Problem statement: Your task is to copy each line of the material that holds the word "below".

Records provided:

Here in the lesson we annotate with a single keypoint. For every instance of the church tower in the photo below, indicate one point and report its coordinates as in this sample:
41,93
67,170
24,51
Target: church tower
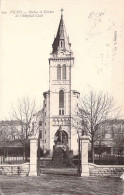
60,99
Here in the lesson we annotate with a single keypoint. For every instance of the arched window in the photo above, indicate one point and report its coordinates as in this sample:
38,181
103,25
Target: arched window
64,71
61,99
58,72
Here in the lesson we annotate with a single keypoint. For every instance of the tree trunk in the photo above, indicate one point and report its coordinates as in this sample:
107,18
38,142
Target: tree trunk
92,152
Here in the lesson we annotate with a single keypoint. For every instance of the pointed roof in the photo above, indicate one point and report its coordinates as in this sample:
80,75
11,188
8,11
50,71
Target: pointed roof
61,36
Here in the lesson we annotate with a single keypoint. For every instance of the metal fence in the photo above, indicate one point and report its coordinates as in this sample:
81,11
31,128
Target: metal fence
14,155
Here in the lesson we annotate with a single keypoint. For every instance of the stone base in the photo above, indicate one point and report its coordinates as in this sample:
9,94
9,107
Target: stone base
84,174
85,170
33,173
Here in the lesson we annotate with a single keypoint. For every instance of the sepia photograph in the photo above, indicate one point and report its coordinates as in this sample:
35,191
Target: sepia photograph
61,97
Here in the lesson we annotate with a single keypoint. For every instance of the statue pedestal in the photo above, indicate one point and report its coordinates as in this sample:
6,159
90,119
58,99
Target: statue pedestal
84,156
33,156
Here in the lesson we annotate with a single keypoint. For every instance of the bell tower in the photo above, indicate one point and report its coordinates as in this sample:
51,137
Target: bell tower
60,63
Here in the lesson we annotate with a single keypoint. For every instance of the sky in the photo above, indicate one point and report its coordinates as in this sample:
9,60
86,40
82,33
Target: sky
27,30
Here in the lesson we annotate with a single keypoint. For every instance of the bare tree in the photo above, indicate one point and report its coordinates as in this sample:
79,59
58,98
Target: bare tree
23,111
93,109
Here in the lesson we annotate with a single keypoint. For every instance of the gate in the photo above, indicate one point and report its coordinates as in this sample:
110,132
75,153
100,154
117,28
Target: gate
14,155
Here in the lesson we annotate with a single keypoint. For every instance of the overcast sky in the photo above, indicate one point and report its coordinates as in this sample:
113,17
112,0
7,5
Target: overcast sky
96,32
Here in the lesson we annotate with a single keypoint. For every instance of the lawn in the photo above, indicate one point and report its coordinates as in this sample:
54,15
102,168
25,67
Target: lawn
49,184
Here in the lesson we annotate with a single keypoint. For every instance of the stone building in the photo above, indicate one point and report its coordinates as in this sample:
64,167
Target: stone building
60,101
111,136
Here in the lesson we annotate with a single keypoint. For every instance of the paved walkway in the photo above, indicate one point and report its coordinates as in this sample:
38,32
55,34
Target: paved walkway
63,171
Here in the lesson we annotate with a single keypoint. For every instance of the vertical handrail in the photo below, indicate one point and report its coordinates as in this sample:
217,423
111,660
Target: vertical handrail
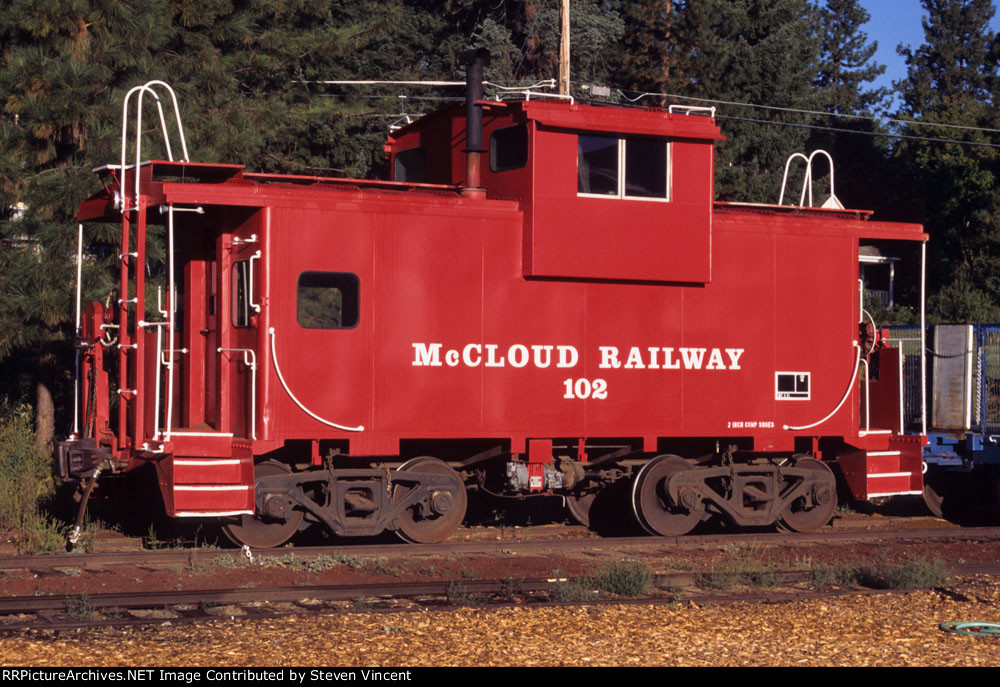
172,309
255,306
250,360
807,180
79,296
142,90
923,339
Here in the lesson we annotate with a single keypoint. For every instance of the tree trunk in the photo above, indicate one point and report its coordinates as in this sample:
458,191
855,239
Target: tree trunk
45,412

==

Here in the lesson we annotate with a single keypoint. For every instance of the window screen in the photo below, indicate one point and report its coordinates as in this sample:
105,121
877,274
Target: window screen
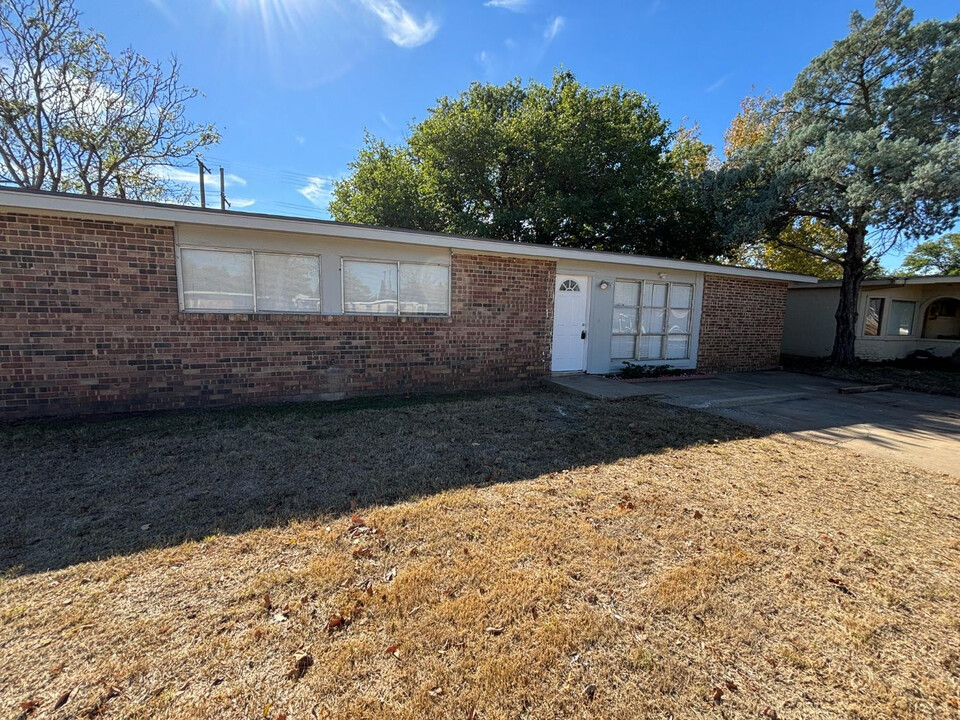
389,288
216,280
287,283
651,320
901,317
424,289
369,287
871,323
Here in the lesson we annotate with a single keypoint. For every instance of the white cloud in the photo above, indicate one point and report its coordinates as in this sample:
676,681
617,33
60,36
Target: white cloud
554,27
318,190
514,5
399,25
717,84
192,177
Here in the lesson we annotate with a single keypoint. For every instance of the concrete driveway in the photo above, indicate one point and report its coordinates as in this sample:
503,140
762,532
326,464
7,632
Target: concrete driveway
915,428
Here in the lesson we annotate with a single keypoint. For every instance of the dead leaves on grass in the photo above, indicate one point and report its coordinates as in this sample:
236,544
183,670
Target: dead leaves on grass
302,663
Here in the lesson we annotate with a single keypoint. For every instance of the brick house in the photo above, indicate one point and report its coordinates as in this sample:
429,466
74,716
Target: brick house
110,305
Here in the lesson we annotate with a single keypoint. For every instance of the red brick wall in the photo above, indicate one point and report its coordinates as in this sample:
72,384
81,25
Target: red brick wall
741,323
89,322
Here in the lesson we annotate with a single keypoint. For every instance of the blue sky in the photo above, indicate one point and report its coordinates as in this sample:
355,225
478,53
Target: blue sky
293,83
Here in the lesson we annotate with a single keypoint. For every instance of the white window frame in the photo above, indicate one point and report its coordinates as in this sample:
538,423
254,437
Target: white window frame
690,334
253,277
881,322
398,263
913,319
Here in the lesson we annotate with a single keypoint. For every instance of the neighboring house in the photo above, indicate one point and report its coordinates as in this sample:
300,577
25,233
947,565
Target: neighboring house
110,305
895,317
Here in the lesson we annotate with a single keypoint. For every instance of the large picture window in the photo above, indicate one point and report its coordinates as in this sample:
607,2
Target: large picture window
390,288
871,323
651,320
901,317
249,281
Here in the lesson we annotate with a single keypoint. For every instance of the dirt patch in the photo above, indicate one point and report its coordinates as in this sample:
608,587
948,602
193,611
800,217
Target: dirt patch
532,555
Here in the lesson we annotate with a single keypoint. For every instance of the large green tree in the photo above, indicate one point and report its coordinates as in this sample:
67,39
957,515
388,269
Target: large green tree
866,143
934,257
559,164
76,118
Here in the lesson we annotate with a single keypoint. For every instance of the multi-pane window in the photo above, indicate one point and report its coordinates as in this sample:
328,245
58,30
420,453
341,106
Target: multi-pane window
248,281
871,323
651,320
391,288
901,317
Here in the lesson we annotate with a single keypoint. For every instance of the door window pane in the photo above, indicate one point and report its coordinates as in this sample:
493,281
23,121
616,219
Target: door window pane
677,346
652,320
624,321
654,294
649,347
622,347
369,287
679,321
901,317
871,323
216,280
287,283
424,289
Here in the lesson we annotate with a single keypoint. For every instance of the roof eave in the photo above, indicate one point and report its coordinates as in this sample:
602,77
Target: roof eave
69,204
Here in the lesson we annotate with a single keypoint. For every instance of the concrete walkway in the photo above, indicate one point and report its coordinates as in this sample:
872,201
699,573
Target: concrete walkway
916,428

Written answer:
Here in the lesson we annotate with a single keypoint. For every instance of the church tower in the photo below, indicate one point and report its coordinates as in this sample:
Here in the lesson we annotate with a single keypoint. For every instance of the vertical handrail in the photo below, indicate one point and report its coordinates as in this sample:
Here in the lesson we annotate with a single keypoint. For every instance of the window screen in the photo below, indicate one point and report its coordinates as in this sample:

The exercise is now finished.